[Stored data entries]
<<<<
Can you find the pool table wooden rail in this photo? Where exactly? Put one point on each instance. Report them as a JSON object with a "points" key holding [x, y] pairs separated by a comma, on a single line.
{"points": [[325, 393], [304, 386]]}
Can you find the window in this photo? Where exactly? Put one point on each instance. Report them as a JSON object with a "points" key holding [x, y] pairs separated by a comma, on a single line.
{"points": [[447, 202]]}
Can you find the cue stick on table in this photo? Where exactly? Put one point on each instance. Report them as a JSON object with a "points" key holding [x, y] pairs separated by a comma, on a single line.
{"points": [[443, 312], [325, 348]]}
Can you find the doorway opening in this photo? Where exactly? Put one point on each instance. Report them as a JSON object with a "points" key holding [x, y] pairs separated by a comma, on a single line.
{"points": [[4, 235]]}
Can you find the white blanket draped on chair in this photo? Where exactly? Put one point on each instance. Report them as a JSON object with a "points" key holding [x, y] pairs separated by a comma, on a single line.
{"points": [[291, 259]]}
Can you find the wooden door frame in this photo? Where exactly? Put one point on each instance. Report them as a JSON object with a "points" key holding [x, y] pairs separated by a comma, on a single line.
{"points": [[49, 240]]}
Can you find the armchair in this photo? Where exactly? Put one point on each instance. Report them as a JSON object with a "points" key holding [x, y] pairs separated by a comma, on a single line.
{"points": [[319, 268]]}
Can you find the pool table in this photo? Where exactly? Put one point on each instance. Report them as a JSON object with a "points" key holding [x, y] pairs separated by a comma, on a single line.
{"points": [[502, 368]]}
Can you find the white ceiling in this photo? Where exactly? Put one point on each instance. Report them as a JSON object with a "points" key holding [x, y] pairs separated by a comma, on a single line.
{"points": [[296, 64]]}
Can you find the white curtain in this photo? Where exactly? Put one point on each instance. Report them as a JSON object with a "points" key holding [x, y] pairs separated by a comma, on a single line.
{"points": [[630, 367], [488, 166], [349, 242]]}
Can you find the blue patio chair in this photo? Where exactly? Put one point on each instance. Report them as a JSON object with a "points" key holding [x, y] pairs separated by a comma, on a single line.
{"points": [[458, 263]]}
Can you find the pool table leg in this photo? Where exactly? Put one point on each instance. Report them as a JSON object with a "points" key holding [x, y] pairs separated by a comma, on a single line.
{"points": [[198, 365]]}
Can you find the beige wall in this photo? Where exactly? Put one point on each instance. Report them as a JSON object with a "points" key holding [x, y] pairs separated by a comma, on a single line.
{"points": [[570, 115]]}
>>>>
EXERCISE PROMPT.
Copy all the lines, exactly.

PROBLEM SOLUTION.
Can you find the pool table wooden rail in this photo? Where exactly? Put one point on each instance. Report them as a JSON object with a "points" key holding [x, y] pairs separated by a comma, on a single line.
{"points": [[325, 393], [304, 386]]}
Can you find the window in this photo? Where exactly? Put one point on each instance. Report them as a JSON object with a "points" key holding [x, y] pairs separated by a comma, on a single line.
{"points": [[447, 202]]}
Can you find the cue stick on table in this photo? Where exactly? Put one point on each instance. Report them as a JSON object with a "points" key holding [x, y] pairs separated by a comma, on a single line.
{"points": [[443, 312], [325, 348]]}
Can you find the doorway opening in this photo? Where exactly? Put one point on each instance. Report them as a JSON object with a "points" key holding [x, y] pairs separated by a comma, on a single line.
{"points": [[4, 235]]}
Can you find the white blanket draped on chair in this photo? Where exactly? Put one point on each instance. Report them as a JSON object with a "points" key holding [x, y] pairs separated by a comma, on a single line.
{"points": [[291, 259]]}
Can you find the wooden door frame in this photo? Where exactly? Put one point on each instance. Report them as a JSON object with a "points" key holding [x, y] pairs separated by a comma, on a single line.
{"points": [[49, 240]]}
Can you find the armchair in this photo? Where exactly? Put one point on each instance. Report them as a JSON object with a "points" key holding [x, y] pairs separated by a comma, on a single line.
{"points": [[319, 268]]}
Can you find the pool table in this photo? Where exactly? Put one point on each instance. Report them as a JSON object with a "points" key holding [x, y] pairs separated by a comma, on a single line.
{"points": [[502, 368]]}
Can you find the white ceiling in this photo? Where exactly? Put one point on each instance. Report them as a JSON object with a "points" key holding [x, y] pairs separated by a comma, on a single line.
{"points": [[296, 64]]}
Can you find the white curtain in this photo? Where exactly? Put one point on each instance. Report them as a JSON object with a "points" key holding [x, y] pairs separated by a comma, on a single line.
{"points": [[630, 367], [488, 166], [349, 242]]}
Can you find the blue patio chair in this photo? Where exactly? Put one point on each instance. Report them as a JSON object with a "points" key holding [x, y] pairs separated by a comma, on a single line.
{"points": [[458, 263]]}
Can you find the pool table leg in this photo? Where exactly? Put one point on each instance. Report them as a JSON object with a "points" key holding [x, y] pairs separated by a comma, on a single line.
{"points": [[198, 365]]}
Can you find the beige wall in this photo? Where exactly? Put one point on each instance. Report them as a JSON object with a "points" key holding [x, y] pairs separated by a comma, on a single line.
{"points": [[570, 115]]}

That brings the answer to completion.